• _Written exercise 1_
Output the rows below word for word, beginning with the row containing "Detect the rocky" and continuing through the final row, with both of those included.

• _Article_

------------------------------------------------------------------------

MOVIES MADE ME #12: THE HITCHER

Last weekend, my wife and I needed to get away from it all, so we headed to a place where we could hear wind and coyotes at night, instead of traffic and car alarms. On Saturday, we aimed for the middle of nowhere and ended up in the ghost town of Amboy, California.

Amboy is known mostly for the Amboy Crater, an extinct volcano that used to be a major tourist attraction along Route 66. Ever since highway 40 was built, however, the crater marks the intersection of two old roads that don’t really go anywhere. Until 2006, there wasn’t any incentive to take a detour... and, if you did, you’d probably just get chased away by the town caretaker.

The town consists of a post office (operational), an airport (not operational), a church and a small schoolhouse (both abandoned), a quaint 50’s-style motel (closed), and a gas station / café called Roy's. Thanks to a road sign that you can see from miles away, Roy’s gets all the traffic - despite the fact that the kitchen is permanently closed. That's okay, because most of the visitors are probably just tourists who are happy to catch an authentic glimpse of American history. There are also a few weirdos like me who recognize the setting from movies.

------------------------------------------------------------------------

• _Written exercise 2_
Translate this sentence from the Amboy article above into Spanish: "Amboy is known mostly for the Amboy Crater, an extinct volcano that used to be a major tourist attraction along Route 66."

[Rows from a dataset]
------------------------------------------------------------------------

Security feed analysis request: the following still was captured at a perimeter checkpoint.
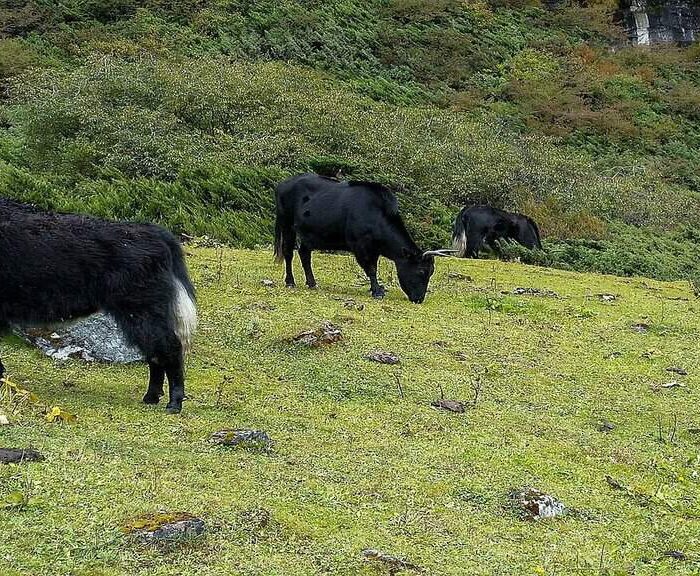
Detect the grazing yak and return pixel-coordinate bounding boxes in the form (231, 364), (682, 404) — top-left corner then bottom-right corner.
(452, 206), (542, 258)
(275, 174), (443, 304)
(0, 198), (197, 413)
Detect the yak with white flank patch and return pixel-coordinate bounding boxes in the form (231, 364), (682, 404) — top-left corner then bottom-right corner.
(0, 198), (197, 413)
(275, 174), (443, 303)
(452, 206), (542, 258)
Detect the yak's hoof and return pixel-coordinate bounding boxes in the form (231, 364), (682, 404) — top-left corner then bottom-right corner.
(372, 287), (386, 299)
(143, 394), (160, 404)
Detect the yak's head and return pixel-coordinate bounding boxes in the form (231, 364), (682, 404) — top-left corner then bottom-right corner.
(396, 252), (435, 304)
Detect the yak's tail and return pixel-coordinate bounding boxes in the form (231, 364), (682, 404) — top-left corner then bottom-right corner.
(168, 238), (197, 353)
(528, 218), (542, 250)
(452, 212), (467, 258)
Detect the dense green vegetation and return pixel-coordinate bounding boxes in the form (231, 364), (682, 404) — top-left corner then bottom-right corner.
(0, 0), (700, 278)
(0, 248), (700, 576)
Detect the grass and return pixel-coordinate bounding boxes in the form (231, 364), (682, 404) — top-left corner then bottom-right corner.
(0, 0), (700, 280)
(0, 248), (700, 576)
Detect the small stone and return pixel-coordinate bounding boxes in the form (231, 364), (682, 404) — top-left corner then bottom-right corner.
(512, 287), (559, 298)
(430, 398), (464, 414)
(510, 487), (567, 520)
(651, 380), (685, 390)
(122, 512), (206, 544)
(365, 350), (401, 364)
(605, 475), (627, 490)
(598, 420), (615, 432)
(209, 429), (273, 452)
(13, 312), (143, 364)
(663, 550), (688, 562)
(362, 548), (423, 574)
(447, 272), (474, 282)
(238, 508), (272, 532)
(293, 320), (343, 348)
(0, 448), (44, 464)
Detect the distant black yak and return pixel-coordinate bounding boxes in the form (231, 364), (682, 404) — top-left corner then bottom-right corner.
(275, 174), (452, 303)
(0, 198), (197, 413)
(452, 206), (542, 258)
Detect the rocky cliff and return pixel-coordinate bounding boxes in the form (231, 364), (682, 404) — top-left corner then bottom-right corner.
(620, 0), (700, 45)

------------------------------------------------------------------------

• _Complete answer 1_
Detect the rocky cliff and return pixel-coordinate bounding boxes in the form (231, 364), (682, 404) — top-left corner then bottom-right corner.
(620, 0), (700, 45)

• _Complete answer 2_
Amboy es conocido principalmente por el cráter Amboy, un volcán extinto que solía ser una importante atracción turística a lo largo de la Ruta 66.